[About this task]
Repeat the records below word for word, but start at the line that contains "nose, writing one line per instance.", stop after the last line, and include nothing else.

[Data in this exercise]
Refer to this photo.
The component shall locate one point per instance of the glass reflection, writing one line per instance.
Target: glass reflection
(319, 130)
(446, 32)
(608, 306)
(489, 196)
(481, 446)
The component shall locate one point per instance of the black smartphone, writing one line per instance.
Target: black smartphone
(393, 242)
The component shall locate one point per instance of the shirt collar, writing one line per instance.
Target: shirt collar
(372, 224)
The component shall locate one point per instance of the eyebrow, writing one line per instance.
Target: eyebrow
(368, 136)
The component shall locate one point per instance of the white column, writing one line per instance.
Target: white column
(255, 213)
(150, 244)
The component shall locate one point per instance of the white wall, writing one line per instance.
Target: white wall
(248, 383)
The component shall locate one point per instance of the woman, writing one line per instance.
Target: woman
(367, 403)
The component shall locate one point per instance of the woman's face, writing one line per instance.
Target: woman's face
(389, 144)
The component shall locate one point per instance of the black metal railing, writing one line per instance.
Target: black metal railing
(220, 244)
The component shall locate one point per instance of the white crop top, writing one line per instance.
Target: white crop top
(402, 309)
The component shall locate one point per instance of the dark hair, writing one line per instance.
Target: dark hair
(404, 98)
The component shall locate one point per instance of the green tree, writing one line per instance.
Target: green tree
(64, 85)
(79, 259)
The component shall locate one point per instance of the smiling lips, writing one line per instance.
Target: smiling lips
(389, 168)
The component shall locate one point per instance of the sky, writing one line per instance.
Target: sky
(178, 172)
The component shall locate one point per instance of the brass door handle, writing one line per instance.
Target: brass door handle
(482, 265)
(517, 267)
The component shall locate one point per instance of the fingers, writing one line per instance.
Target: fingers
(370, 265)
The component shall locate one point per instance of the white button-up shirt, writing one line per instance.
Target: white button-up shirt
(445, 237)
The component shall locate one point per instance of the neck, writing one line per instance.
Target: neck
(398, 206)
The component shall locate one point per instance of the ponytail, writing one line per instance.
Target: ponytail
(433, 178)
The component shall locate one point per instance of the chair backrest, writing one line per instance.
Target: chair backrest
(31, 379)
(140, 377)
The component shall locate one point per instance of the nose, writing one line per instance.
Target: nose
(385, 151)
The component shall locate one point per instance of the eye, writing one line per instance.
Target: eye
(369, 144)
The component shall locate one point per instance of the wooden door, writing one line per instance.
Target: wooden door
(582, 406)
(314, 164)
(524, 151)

[Solution to this exercise]
The component shall locate one point per instance of the nose, writing one line per instance.
Target: nose
(385, 151)
The component shall locate one point per instance of the eye, writing one line per instance.
Target: eye
(369, 144)
The component shall locate one point per instance of the wooden door, writing one line per instance.
Target: wooden door
(582, 406)
(314, 164)
(524, 151)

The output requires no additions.